# [Testo del documento]
'''

L’evoluzione del mercato immobiliare

Dal 2007 il governo cinese, cavalcando la crescita economica, ha permesso a colossi immobiliari – come Evergrande – di sviluppare imponenti campagne di costruzione.
Di conseguenza, negli anni successivi, il valore del mercato immobiliare cinese è cresciuto fino a valere il 25% del PIL e ha spinto milioni di persone ad investire nell’acquisto di nuovi immobili, anche prima del loro completamento, ritenendo il mercato del mattone estremamente solido.

La costruzione sfrenata di edifici, non seguendo le leggi di mercato ed essendo, al contrario, regolata dai governi locali, ha portato la Cina ad avere uno tra i tassi di Vacancy più alti al mondo. Situazione che si traduce in vaste zone, completamente costruite e pronte ad ospitare milioni di persone, che ad oggi sono quasi totalmente disabitate.

'''

# [Verifica la comprensione]
1) Riporta parola per parola il brano del testo sul mercato immobiliare cinese che comincia con le parole contenenti "Di conseguenza, negli" e si chiude con "mattone estremamente solido.".
2) Riprendi il testo sul mercato immobiliare cinese dal punto in cui si ferma e scrivine il seguito.

# [Righe elencate]
'''

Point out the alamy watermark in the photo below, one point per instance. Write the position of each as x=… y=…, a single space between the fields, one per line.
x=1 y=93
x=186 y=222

'''
'''

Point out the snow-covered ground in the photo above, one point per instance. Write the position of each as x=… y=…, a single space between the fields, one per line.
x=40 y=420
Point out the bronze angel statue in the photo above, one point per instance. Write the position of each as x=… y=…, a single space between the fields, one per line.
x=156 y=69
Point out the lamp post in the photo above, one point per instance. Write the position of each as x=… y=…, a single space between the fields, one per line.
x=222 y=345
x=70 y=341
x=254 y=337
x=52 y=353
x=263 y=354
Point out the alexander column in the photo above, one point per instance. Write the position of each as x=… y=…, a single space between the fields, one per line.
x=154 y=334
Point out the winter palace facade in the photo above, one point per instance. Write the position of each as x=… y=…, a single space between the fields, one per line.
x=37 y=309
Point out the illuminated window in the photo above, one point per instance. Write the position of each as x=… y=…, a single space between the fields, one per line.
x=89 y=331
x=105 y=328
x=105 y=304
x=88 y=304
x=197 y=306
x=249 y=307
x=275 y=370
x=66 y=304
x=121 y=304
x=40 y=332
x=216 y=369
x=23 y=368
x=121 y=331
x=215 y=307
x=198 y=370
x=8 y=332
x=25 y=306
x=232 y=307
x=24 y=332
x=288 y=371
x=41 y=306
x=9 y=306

'''

# [Soluzioni]
1)
Di conseguenza, negli anni successivi, il valore del mercato immobiliare cinese è cresciuto fino a valere il 25% del PIL e ha spinto milioni di persone ad investire nell’acquisto di nuovi immobili, anche prima del loro completamento, ritenendo il mercato del mattone estremamente solido.

2)
Tale congiuntura, però, ha portato ad un fisiologico crollo dei prezzi degli immobili, che a sua volta ha avuto come conseguenza una drastica riduzione di oltre il 30% degli investimenti nel settore. Inoltre, la crisi immobiliare ha comportato, in molti casi, il blocco del completamento di immobili già acquistati e ha spinto imprese e colossi dell’immobiliare come Evergrande e Fosun sull’orlo del baratro del default.

Le conseguenze sullo Yuan

Come riflesso della crisi immobiliare, anche l’economia cinese ha rallentato la propria corsa, e, in particolare, lo Yuan – moneta nazionale cinese – a partire dalla metà di aprile ha perso oltre il 12% del proprio valore.
Per far fronte al crollo valutario, il governo, tramite l’azione della PBOC, la banca nazionale cinese, ha deciso di ridurre del 6% le riserve in moneta estera, principalmente dollari, aumentando contemporaneamente quella in Yuan.
Inoltre, è stato richiesto alle imprese che emettono bond per autofinanziarsi di azzerare le emissioni in dollari in favore di quelle in Yuan.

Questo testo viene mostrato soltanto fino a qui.